# WORK INSTRUCTION
Repeat each line of the listing exactly as written.

# RECORDS
§ §
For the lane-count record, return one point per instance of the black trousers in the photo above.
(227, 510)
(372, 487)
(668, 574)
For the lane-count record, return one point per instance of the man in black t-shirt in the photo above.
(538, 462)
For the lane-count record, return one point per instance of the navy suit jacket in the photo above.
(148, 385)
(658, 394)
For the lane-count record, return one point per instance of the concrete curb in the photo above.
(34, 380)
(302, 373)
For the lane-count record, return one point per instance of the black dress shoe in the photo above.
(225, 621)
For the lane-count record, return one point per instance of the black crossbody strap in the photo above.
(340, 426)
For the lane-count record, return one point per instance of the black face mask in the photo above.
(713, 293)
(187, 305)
§ §
# EXERCISE OUTPUT
For the lane-count record, return one point per instance of the black trousers in the photo above.
(227, 510)
(372, 487)
(668, 574)
For the lane-count record, return one point per instance of the man in black t-shirt in the photo above.
(538, 462)
For the lane-count record, return one point per instance of the navy suit jacket in the photo above.
(148, 385)
(658, 394)
For the lane-count record, return one point per instance of the concrete curb in the photo above.
(34, 380)
(302, 373)
For the lane-count record, return one point per instance of the black dress shoe in the photo above.
(225, 621)
For the lane-count record, return one point per instance of the black crossbody strap in the photo above.
(340, 426)
For the lane-count record, return one point per instance of the black face mask in the photo above.
(713, 293)
(187, 305)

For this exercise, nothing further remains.